文本块:
-------

16.4. Python程序中concurrent模块 ¶

16.4.1. concurrent模块的介绍 ¶

concurrent.futures模块提供了高度封装的异步调用接口

ThreadPoolExecutor：线程池，提供异步调用

ProcessPoolExecutor：进程池，提供异步调用

ProcessPoolExecutor 和 ThreadPoolExecutor：两者都实现相同的接口，该接口由抽象Executor类定义。

16.4.2. 基本方法 ¶

submit(fn, *args, **kwargs) :异步提交任务

map(func, *iterables, timeout=None, chunksize=1) ：取代for循环submit的操作

shutdown(wait=True) ：相当于进程池的pool.close()+pool.join()操作

wait=True，等待池内所有任务执行完毕回收完资源后才继续
wait=False，立即返回，并不会等待池内的任务执行完毕
但不管wait参数为何值，整个程序都会等到所有任务执行完毕
submit和map必须在shutdown之前

result(timeout=None) ：取得结果

add_done_callback(fn)：回调函数

16.4.3. 进程池和线程池 ¶

池的功能：限制进程数或线程数.

什么时候限制：当并发的任务数量远远大于计算机所能承受的范围,即无法一次性开启过多的任务数量我就应该考虑去限制我进程数或线程数,从保证服务器不崩.

进程池 ¶

#!/usr/bin/env python
# -*- coding:utf8 -*-
# auther; 18793
# Date：2019/12/18 9:55
# filename: task0001.py

from concurrent.futures import ProcessPoolExecutor
from multiprocessing import Process, current_process
from time import time


def task(i):
    print("{} 在执行任务{}".format(current_process().name, i))
    time.sleep(1)


if __name__ == '__main__':
    pool = ProcessPoolExecutor(4)        # 进程池里有4个进程
    for i in range(20):                 # 20个任务
        pool.submit(task, i)             # 进程池里当前执行的任务i，池子里的4个进程一次一次执行任务

线程池 ¶

#!/usr/bin/env python
# -*- coding:utf8 -*-
# auther; 18793
# Date：2019/12/18 9:59
# filename: task0002.py

from concurrent.futures import ThreadPoolExecutor
from threading import Thread, currentThread
from time import time


def task(i):
    print("{} 在执行任务{}".format(currentThread().name, i))
    time.sleep(1)


if __name__ == '__main__':
    pool = ThreadPoolExecutor(4)        # 进程池里有4个进程
    for i in range(20):                 # 20个任务
        pool.submit(task, i)            # 进程池里当前执行的任务i，池子里的4个进程一次一次执行任务

Map的用法 ¶

#!/usr/bin/env python
# -*- coding:utf8 -*-
# auther; 18793
# Date：2019/12/18 10:02
# filename: map的用法.py
from concurrent.futures import ThreadPoolExecutor, ProcessPoolExecutor
import os, time, random


def task(n):
    print('%s is runing' % os.getpid())

-------

待完成任务:
A) 根据上面的concurrent模块一文，回答下列问题：
(i) shutdown(wait=True) 相当于进程池的什么操作？
(ii) 池的功能是什么？
(iii) 在进程池示例中，进程池里有几个进程，共提交了多少个任务？
B) 判断下列说法是否与上面的concurrent模块一文相符，逐条回答"是"或"否"，并引用文中起决定作用的原话：
(i) ProcessPoolExecutor 和 ThreadPoolExecutor 实现的是不同的接口。
(ii) 当wait=False时，shutdown会立即返回。
(iii) submit和map可以在shutdown之后调用。
C) 请接着上面的concurrent模块一文的末尾续写下去。

所供材料:
-------

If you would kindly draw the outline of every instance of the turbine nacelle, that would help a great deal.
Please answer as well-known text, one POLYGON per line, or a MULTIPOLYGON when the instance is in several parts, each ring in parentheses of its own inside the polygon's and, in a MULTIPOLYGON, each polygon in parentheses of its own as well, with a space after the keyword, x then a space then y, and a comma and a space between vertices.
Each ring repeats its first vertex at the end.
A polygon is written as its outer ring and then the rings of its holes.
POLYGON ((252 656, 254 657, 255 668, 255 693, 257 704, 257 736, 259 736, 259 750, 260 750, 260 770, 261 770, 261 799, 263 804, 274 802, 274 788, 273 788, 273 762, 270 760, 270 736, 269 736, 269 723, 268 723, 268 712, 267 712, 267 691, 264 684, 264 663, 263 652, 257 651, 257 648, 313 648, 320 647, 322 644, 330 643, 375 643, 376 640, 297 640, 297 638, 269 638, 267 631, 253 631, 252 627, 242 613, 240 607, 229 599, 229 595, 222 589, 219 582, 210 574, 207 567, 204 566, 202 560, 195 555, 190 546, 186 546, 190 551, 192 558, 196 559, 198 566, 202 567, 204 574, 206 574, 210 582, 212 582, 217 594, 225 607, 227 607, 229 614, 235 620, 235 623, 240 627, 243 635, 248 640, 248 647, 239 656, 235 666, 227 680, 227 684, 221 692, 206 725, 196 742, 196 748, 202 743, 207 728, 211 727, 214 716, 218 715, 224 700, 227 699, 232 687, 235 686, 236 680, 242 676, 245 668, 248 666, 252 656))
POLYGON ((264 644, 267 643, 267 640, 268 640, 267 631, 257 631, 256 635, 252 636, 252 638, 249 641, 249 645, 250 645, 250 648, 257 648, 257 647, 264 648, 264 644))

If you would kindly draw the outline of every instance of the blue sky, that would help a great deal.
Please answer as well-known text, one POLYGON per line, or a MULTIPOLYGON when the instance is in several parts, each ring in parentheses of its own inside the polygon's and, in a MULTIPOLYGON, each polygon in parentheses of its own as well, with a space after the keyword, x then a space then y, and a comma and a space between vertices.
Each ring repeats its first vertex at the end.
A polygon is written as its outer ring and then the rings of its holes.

-------

依次结果:
A)
(i) 相当于进程池的pool.close()+pool.join()操作。
(ii) 池的功能是限制进程数或线程数。
(iii) 进程池里有4个进程，共提交了20个任务。

B)
(i) 否。"两者都实现相同的接口，该接口由抽象Executor类定义。"
(ii) 是。"wait=False，立即返回，并不会等待池内的任务执行完毕"
(iii) 否。"submit和map必须在shutdown之前"

C)
    time.sleep(random.randint(1, 3))
    return n ** 2


if __name__ == '__main__':
    executor = ThreadPoolExecutor(max_workers=3)
    # for i in range(20):
    #   future=executor.submit(task,i)
    executor.map(task, range(1, 21))  # map取代了for+submit

同步和异步 ¶

理解为提交任务的两种方式

同步: 提交了一个任务,必须等任务执行完了(拿到返回值),才能执行下一行代码

异步: 提交了一个任务,不要等执行完了,可以直接执行下一行代码.

同步：相当于执行任务的串行执行

异步

#!/usr/bin/env python
# -*- coding:utf8 -*-
# auther; 18793
# Date：2019/12/18 10:04
# filename: 异步.py

from concurrent.futures import ProcessPoolExecutor
from multiprocessing import Process, current_process
import time

n = 1


def task(i):
    global n
    print("{} 在执行任务{}".format(current_process().name, i))
    time.sleep(1)
    n += i
    return n


if __name__ == '__main__':
    pool = ProcessPoolExecutor(4)  # 进程池里有4个线程
    pool_lis = []
    for i in range(20):  # 20个任务
        future = pool.submit(task, i)  # 进程池里当前执行的任务i，池子里的4个线程一次一次执行任务
        # print(future.result()) # 这是在等待我执行任务得到的结果，如果一直没有结果，这里会导致我们所有任务编程了串行
        # 在这里就引出了下面的pool.shutdown()方法
        pool_lis.append(future)
    pool.shutdown(wait=True)  # 关闭了池的入口，不允许在往里面添加任务了，会等带所有的任务执行完，结束阻塞
    for p in pool_lis:
        print(p.result())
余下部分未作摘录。